··· Data entries

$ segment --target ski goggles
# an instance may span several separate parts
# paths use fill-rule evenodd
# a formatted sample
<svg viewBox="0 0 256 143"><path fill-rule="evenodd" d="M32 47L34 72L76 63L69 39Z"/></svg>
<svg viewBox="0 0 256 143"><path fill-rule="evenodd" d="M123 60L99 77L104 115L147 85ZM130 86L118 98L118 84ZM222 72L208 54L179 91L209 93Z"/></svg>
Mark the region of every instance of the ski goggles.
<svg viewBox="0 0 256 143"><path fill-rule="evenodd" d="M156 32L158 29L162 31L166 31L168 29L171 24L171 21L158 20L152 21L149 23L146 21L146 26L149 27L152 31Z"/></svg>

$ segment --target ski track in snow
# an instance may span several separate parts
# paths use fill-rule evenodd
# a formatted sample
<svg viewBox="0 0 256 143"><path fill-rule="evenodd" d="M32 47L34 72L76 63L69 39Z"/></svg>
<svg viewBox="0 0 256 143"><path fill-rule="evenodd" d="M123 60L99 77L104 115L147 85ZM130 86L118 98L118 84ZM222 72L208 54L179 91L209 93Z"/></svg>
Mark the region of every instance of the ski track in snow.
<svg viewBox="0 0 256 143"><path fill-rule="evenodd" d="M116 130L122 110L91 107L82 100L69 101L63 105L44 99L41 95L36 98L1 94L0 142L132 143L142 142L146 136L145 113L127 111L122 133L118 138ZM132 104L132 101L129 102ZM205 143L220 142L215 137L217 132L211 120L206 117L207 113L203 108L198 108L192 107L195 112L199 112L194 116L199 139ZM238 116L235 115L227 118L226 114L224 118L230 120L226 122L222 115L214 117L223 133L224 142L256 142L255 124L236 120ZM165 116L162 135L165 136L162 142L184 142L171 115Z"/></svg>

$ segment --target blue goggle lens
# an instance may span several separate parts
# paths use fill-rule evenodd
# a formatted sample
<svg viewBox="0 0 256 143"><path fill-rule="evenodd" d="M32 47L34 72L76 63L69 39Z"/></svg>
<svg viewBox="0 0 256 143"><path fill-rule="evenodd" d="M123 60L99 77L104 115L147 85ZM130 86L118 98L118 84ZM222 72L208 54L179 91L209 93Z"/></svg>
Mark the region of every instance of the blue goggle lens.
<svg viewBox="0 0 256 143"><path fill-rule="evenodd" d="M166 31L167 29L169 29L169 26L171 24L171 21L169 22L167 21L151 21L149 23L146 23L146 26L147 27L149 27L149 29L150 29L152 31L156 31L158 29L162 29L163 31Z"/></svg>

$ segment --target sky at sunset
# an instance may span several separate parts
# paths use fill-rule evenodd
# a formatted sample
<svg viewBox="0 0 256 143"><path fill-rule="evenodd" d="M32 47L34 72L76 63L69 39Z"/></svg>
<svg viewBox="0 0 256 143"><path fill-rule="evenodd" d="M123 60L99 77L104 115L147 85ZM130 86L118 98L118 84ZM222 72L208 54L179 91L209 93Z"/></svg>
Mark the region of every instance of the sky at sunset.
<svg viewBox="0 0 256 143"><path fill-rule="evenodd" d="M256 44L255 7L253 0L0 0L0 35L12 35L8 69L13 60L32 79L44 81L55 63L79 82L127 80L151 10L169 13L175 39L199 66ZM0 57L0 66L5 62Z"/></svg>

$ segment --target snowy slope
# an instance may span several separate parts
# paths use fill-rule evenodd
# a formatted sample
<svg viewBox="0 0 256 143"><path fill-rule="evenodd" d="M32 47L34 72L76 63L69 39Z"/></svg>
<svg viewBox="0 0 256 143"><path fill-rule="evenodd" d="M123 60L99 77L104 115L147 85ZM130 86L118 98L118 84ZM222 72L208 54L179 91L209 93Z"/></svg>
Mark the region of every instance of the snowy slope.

······

Put every line of the items above into a JSON list of strings, one string per line, leaving out the blank lines.

[
  "$ segment --target ski goggles",
  "# an instance may span several separate parts",
  "# paths use fill-rule evenodd",
  "# a formatted sample",
  "<svg viewBox=\"0 0 256 143\"><path fill-rule=\"evenodd\" d=\"M32 47L34 72L76 63L69 39Z\"/></svg>",
  "<svg viewBox=\"0 0 256 143\"><path fill-rule=\"evenodd\" d=\"M123 60L99 77L104 115L147 85ZM130 86L118 98L118 84ZM222 72L208 54L179 91L209 93Z\"/></svg>",
  "Mark the region of every instance of the ski goggles.",
  "<svg viewBox=\"0 0 256 143\"><path fill-rule=\"evenodd\" d=\"M156 32L158 29L162 31L166 31L168 29L171 24L171 21L158 20L152 21L149 23L146 21L146 26L149 27L152 31Z\"/></svg>",
  "$ segment --target ski track in snow",
  "# an instance may span several separate parts",
  "# paths use fill-rule evenodd",
  "# a formatted sample",
  "<svg viewBox=\"0 0 256 143\"><path fill-rule=\"evenodd\" d=\"M32 47L34 72L76 63L69 39Z\"/></svg>",
  "<svg viewBox=\"0 0 256 143\"><path fill-rule=\"evenodd\" d=\"M123 60L99 77L104 115L147 85ZM130 86L118 98L118 84ZM222 72L208 54L179 91L209 93Z\"/></svg>",
  "Mark the region of every instance of the ski track in snow.",
  "<svg viewBox=\"0 0 256 143\"><path fill-rule=\"evenodd\" d=\"M116 130L122 110L91 107L82 100L69 101L63 105L44 99L41 95L36 98L1 94L0 142L132 143L142 142L146 136L145 113L127 111L122 133L118 138ZM132 104L132 101L129 102ZM205 143L220 142L215 137L217 132L211 120L206 117L207 113L203 108L198 108L192 107L195 112L199 112L194 116L199 139ZM238 116L235 115L227 118L226 114L224 118L230 120L226 122L222 115L214 117L223 133L224 142L256 142L255 124L236 120ZM165 116L162 135L165 136L162 142L184 142L171 115Z\"/></svg>",
  "$ segment --target blue goggle lens",
  "# an instance may span several separate parts",
  "# paths use fill-rule evenodd",
  "# a formatted sample",
  "<svg viewBox=\"0 0 256 143\"><path fill-rule=\"evenodd\" d=\"M32 47L34 72L76 63L69 39Z\"/></svg>",
  "<svg viewBox=\"0 0 256 143\"><path fill-rule=\"evenodd\" d=\"M123 60L99 77L104 115L147 85ZM130 86L118 98L118 84ZM222 72L208 54L179 91L209 93Z\"/></svg>",
  "Mark the region of every instance of the blue goggle lens.",
  "<svg viewBox=\"0 0 256 143\"><path fill-rule=\"evenodd\" d=\"M166 31L167 29L169 29L169 26L171 24L171 21L169 22L167 21L151 21L149 23L146 23L146 26L147 27L149 27L149 29L150 29L152 31L156 31L158 29L162 29L163 31Z\"/></svg>",
  "$ segment --target sky at sunset",
  "# an instance may span several separate parts",
  "# paths use fill-rule evenodd",
  "# a formatted sample",
  "<svg viewBox=\"0 0 256 143\"><path fill-rule=\"evenodd\" d=\"M32 47L34 72L76 63L69 39Z\"/></svg>",
  "<svg viewBox=\"0 0 256 143\"><path fill-rule=\"evenodd\" d=\"M123 60L99 77L104 115L147 85ZM130 86L118 98L118 84ZM222 72L208 54L179 91L209 93Z\"/></svg>",
  "Mark the region of every instance of the sky at sunset.",
  "<svg viewBox=\"0 0 256 143\"><path fill-rule=\"evenodd\" d=\"M256 44L255 7L253 0L0 0L0 35L12 35L8 69L13 60L32 79L44 81L55 63L79 82L127 80L151 10L169 13L175 39L199 66ZM0 57L0 66L5 62Z\"/></svg>",
  "$ segment --target snowy slope",
  "# an instance may span several separate parts",
  "# paths use fill-rule evenodd",
  "# a formatted sample",
  "<svg viewBox=\"0 0 256 143\"><path fill-rule=\"evenodd\" d=\"M32 47L34 72L76 63L69 39Z\"/></svg>",
  "<svg viewBox=\"0 0 256 143\"><path fill-rule=\"evenodd\" d=\"M123 60L99 77L104 115L147 85ZM130 86L118 98L118 84ZM222 72L208 54L179 91L209 93Z\"/></svg>",
  "Mark the region of every instance of the snowy slope."
]